▶ [Written task]: Switch every occurrence of "puts a dot on" in the material below to "places a marker on", and reproduce all the lines with everything else left unchanged.

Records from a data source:
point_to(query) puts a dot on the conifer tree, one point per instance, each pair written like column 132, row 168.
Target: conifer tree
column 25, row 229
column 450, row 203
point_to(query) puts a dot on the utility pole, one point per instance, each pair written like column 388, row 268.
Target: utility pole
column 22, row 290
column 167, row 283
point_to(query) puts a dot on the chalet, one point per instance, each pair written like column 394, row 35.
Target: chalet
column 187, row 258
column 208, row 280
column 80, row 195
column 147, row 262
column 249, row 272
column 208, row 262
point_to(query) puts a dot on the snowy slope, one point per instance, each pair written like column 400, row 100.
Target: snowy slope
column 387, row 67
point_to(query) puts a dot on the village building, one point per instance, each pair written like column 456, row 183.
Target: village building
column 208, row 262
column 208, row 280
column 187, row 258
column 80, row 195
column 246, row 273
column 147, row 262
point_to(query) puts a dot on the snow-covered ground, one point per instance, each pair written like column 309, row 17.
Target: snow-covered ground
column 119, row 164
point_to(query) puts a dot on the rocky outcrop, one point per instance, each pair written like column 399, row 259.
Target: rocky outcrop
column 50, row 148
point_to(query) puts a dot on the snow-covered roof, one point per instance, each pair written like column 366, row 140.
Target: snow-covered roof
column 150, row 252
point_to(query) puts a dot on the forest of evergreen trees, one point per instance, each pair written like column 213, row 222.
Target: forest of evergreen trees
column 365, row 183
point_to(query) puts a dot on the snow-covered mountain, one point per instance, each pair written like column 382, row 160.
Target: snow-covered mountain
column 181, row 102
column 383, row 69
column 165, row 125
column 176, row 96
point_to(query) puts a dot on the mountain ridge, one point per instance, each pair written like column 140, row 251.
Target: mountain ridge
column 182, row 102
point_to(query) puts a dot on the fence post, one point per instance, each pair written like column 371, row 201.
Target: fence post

▶ [Solution]:
point_to(query) places a marker on the conifer tree, one point per instance, each pair written like column 132, row 168.
Target: conifer tree
column 25, row 229
column 450, row 203
point_to(query) places a marker on the utility pole, one point per instance, each pair written like column 388, row 268.
Target: utility pole
column 22, row 290
column 167, row 283
point_to(query) places a marker on the chalet, one point per instance, each pair written like column 394, row 35.
Target: chalet
column 187, row 258
column 208, row 280
column 80, row 195
column 147, row 262
column 249, row 272
column 208, row 262
point_to(query) places a marker on the snowy slope, one point per instance, each pair written like column 400, row 100.
Target: snowy slope
column 387, row 67
point_to(query) places a marker on the village building, one point per instance, each pair written like column 456, row 183.
Target: village building
column 208, row 262
column 208, row 280
column 187, row 258
column 80, row 195
column 246, row 273
column 147, row 262
point_to(query) places a marker on the snow-covered ground, one point per instance, each pair written like column 309, row 17.
Target: snow-covered ground
column 119, row 164
point_to(query) places a marker on the rocky outcrop, one point per instance, each pair written like column 399, row 259.
Target: rocky outcrop
column 50, row 148
point_to(query) places a marker on the snow-covered roof, one point per instance, each pair written like column 366, row 140.
Target: snow-covered roof
column 150, row 252
point_to(query) places a marker on the forest of evergreen trees, one point per instance, each pair written like column 213, row 222.
Target: forest of evergreen trees
column 365, row 183
point_to(query) places a marker on the snow-covered mountain, one point per instance, each pair written like column 382, row 160.
Target: snow-covered mountain
column 181, row 102
column 383, row 69
column 165, row 125
column 176, row 96
point_to(query) places a marker on the mountain ridge, one point per instance, each pair written like column 140, row 251.
Target: mountain ridge
column 182, row 102
point_to(query) places a marker on the fence post, one point per instance, each pair written like column 371, row 201.
Target: fence post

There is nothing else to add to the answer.